PROBLEM REQUIREMENTS —
Please give the number of lines in the material below that contain "wooden", without further comment.

THE DATA —

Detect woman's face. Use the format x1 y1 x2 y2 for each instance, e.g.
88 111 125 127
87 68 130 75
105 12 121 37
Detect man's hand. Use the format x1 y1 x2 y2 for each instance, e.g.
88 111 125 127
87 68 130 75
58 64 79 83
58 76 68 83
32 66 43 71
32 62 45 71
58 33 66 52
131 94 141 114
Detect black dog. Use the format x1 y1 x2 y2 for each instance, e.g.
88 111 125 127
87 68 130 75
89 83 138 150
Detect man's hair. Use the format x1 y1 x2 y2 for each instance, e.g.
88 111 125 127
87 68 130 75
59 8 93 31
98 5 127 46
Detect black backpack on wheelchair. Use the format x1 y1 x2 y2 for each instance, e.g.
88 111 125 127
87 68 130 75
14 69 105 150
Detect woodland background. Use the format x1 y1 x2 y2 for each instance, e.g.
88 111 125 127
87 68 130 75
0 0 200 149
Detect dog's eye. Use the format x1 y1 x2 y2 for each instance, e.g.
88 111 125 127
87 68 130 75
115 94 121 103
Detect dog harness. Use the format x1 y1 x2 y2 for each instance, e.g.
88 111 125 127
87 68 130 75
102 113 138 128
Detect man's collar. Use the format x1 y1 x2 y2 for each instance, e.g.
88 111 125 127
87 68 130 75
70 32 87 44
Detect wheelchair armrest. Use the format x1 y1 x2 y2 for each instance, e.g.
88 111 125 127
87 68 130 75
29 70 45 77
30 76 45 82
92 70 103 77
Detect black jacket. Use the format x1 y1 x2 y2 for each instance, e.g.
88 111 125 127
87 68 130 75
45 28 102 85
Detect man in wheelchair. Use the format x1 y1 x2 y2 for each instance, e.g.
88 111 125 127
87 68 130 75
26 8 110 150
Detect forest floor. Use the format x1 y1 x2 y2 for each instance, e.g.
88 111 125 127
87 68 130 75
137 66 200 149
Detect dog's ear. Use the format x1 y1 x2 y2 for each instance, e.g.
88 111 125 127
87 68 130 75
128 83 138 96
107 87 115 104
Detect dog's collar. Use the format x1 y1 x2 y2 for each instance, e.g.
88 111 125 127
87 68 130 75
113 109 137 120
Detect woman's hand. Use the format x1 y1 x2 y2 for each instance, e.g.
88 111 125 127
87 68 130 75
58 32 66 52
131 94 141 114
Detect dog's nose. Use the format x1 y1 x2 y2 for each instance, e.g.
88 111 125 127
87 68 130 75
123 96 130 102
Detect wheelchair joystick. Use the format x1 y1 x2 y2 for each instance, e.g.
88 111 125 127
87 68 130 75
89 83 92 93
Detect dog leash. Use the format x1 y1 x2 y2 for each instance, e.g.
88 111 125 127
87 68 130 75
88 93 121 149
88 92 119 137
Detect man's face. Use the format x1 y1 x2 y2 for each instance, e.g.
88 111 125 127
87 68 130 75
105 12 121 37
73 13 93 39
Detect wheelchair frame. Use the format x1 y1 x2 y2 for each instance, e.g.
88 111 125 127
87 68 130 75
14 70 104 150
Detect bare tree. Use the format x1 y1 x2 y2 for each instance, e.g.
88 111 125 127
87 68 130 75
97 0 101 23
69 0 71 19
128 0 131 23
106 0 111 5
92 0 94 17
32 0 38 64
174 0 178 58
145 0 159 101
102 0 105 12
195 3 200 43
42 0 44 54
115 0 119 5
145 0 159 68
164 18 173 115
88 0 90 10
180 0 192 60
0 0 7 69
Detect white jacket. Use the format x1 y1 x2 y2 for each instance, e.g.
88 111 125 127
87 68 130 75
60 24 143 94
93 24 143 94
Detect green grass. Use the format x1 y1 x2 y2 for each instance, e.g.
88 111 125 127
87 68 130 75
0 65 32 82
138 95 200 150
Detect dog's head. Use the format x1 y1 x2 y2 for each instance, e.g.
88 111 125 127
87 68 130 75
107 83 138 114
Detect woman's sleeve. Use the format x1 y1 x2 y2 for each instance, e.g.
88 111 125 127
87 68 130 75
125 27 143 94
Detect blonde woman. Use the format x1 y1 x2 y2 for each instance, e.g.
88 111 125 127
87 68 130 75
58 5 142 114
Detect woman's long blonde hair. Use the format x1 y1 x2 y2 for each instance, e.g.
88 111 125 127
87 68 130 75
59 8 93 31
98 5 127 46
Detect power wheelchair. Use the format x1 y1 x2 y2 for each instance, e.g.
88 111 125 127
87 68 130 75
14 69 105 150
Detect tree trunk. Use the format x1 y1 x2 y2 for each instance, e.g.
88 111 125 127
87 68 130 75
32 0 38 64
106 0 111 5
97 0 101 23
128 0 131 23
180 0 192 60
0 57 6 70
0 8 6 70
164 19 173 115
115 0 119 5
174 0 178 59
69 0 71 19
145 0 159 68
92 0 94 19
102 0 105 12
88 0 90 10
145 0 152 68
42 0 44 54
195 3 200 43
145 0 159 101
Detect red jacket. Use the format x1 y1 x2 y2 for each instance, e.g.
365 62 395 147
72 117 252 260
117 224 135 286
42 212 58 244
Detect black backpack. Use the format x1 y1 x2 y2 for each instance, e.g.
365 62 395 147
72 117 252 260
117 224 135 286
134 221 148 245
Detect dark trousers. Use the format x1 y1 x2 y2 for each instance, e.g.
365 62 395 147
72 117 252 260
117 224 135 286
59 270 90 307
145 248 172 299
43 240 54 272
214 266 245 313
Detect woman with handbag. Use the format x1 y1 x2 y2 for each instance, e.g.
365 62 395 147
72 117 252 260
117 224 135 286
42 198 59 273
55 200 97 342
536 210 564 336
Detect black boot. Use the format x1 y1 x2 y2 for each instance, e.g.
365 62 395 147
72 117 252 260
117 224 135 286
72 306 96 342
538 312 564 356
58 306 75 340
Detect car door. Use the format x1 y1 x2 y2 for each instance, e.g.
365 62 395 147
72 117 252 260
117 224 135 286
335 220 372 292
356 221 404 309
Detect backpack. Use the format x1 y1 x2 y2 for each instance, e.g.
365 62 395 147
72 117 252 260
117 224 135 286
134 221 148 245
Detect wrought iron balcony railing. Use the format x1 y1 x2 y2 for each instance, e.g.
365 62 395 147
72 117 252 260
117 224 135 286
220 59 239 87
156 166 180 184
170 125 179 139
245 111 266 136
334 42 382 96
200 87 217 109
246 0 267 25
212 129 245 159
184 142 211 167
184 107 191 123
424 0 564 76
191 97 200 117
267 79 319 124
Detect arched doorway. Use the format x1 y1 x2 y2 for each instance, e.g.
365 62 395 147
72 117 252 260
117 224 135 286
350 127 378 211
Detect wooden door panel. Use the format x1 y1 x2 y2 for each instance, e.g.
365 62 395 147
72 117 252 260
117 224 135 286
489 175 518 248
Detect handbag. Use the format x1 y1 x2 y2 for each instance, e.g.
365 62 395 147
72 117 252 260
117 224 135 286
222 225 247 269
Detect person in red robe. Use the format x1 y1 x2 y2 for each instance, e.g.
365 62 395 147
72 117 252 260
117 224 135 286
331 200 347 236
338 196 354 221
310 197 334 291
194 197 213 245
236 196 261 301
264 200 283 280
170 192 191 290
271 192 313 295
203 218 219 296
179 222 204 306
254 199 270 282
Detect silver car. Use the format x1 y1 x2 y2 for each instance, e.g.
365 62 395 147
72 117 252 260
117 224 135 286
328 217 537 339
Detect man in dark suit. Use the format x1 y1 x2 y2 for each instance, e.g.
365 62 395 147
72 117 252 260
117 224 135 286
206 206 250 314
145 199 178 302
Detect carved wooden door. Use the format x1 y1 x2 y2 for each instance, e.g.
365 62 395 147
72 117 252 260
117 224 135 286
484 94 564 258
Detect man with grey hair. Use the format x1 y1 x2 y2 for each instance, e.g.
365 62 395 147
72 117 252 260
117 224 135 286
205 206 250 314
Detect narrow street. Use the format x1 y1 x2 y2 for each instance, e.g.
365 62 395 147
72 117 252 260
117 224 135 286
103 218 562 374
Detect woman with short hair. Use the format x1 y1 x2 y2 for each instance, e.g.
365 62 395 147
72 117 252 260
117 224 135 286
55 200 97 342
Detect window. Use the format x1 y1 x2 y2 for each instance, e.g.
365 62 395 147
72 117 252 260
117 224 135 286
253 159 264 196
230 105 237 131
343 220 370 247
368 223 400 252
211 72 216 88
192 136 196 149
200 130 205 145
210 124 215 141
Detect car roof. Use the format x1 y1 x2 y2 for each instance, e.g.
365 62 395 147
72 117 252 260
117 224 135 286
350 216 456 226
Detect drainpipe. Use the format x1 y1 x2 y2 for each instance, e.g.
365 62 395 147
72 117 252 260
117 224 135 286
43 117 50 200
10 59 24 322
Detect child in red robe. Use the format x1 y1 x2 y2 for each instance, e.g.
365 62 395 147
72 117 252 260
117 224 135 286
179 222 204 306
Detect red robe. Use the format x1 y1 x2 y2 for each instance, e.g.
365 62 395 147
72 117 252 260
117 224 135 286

PROBLEM SOLUTION —
2